## START Data records

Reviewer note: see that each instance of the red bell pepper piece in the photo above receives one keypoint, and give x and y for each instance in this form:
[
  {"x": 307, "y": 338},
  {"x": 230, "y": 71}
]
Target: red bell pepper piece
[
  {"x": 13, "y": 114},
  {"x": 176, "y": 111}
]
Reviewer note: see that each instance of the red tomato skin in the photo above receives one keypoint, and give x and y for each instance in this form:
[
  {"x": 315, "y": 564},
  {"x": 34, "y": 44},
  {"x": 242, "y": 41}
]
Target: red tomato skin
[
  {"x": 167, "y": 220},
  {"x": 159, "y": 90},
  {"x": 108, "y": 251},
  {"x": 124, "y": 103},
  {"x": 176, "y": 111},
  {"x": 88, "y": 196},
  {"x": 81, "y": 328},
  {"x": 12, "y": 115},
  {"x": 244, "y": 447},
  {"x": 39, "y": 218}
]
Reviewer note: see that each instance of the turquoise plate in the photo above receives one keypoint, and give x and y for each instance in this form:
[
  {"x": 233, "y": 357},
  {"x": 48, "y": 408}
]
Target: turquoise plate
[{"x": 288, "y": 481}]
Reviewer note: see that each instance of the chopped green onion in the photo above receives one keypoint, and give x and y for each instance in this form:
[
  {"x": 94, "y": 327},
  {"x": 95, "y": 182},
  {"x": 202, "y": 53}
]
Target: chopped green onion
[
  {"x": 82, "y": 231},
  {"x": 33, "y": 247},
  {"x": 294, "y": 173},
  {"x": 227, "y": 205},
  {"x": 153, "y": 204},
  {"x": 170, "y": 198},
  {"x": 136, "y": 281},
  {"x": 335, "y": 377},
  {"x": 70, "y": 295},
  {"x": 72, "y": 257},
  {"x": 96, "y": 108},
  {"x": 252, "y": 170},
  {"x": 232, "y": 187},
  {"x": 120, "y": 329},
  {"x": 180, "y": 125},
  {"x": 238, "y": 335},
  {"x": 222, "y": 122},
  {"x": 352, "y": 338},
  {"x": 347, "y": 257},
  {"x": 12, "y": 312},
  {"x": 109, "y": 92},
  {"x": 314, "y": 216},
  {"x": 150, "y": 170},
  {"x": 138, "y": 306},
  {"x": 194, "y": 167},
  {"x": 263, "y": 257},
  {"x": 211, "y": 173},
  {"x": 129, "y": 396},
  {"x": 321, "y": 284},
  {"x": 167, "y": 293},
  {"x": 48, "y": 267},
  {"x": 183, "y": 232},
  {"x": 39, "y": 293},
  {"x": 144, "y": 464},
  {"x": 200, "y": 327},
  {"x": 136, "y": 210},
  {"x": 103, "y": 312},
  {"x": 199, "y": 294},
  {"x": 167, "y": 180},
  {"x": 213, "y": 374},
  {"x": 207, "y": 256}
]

## END Data records

Output the data from the line containing "Reviewer note: see that each instance of the red tomato" through the end of the data as a Markdown table with the columns Row and Line. Give each line its own numbered row and leave out blank lines.

- _Full output_
| Row | Line |
|---|---|
| 1 | Reviewer note: see that each instance of the red tomato skin in the photo above receives one keypoint, and give x and y for each instance in this form: |
| 2 | [ |
| 3 |   {"x": 315, "y": 564}, |
| 4 |   {"x": 34, "y": 44}, |
| 5 |   {"x": 242, "y": 41} |
| 6 | ] |
| 7 | Target: red tomato skin |
| 8 | [ |
| 9 |   {"x": 167, "y": 220}, |
| 10 |   {"x": 159, "y": 90}, |
| 11 |   {"x": 108, "y": 251}, |
| 12 |   {"x": 124, "y": 103}, |
| 13 |   {"x": 176, "y": 111}, |
| 14 |   {"x": 88, "y": 196}, |
| 15 |   {"x": 81, "y": 328}, |
| 16 |   {"x": 12, "y": 115}, |
| 17 |   {"x": 244, "y": 447}, |
| 18 |   {"x": 39, "y": 218} |
| 19 | ] |
| 20 | Reviewer note: see that each instance of the turquoise plate in the photo above receives one keypoint, and give x and y for each instance in this form: |
| 21 | [ |
| 22 |   {"x": 233, "y": 357}, |
| 23 |   {"x": 48, "y": 408} |
| 24 | ] |
| 25 | Target: turquoise plate |
| 26 | [{"x": 288, "y": 481}] |
| 27 | Reviewer note: see that each instance of the chopped green onion in the photo above receives one keypoint, and give x and y for each instance in this form: |
| 28 | [ |
| 29 |   {"x": 94, "y": 327}, |
| 30 |   {"x": 95, "y": 182}, |
| 31 |   {"x": 202, "y": 53} |
| 32 | ] |
| 33 | Target: chopped green onion |
| 34 | [ |
| 35 |   {"x": 82, "y": 231}, |
| 36 |   {"x": 33, "y": 247}, |
| 37 |   {"x": 294, "y": 173}, |
| 38 |   {"x": 227, "y": 205}, |
| 39 |   {"x": 153, "y": 204}, |
| 40 |   {"x": 170, "y": 198}, |
| 41 |   {"x": 136, "y": 281}, |
| 42 |   {"x": 335, "y": 377}, |
| 43 |   {"x": 70, "y": 295}, |
| 44 |   {"x": 72, "y": 257}, |
| 45 |   {"x": 96, "y": 108}, |
| 46 |   {"x": 252, "y": 170}, |
| 47 |   {"x": 232, "y": 187}, |
| 48 |   {"x": 120, "y": 329}, |
| 49 |   {"x": 180, "y": 125}, |
| 50 |   {"x": 238, "y": 335}, |
| 51 |   {"x": 222, "y": 122}, |
| 52 |   {"x": 352, "y": 338}, |
| 53 |   {"x": 347, "y": 257}, |
| 54 |   {"x": 12, "y": 312}, |
| 55 |   {"x": 109, "y": 92}, |
| 56 |   {"x": 314, "y": 216}, |
| 57 |   {"x": 150, "y": 170}, |
| 58 |   {"x": 138, "y": 306}, |
| 59 |   {"x": 194, "y": 167}, |
| 60 |   {"x": 263, "y": 257}, |
| 61 |   {"x": 211, "y": 173}, |
| 62 |   {"x": 129, "y": 396}, |
| 63 |   {"x": 321, "y": 284}, |
| 64 |   {"x": 167, "y": 293}, |
| 65 |   {"x": 48, "y": 267}, |
| 66 |   {"x": 183, "y": 232}, |
| 67 |   {"x": 39, "y": 293}, |
| 68 |   {"x": 144, "y": 464}, |
| 69 |   {"x": 200, "y": 327}, |
| 70 |   {"x": 136, "y": 210}, |
| 71 |   {"x": 103, "y": 312}, |
| 72 |   {"x": 199, "y": 294}, |
| 73 |   {"x": 167, "y": 180}, |
| 74 |   {"x": 213, "y": 374}, |
| 75 |   {"x": 207, "y": 256} |
| 76 | ] |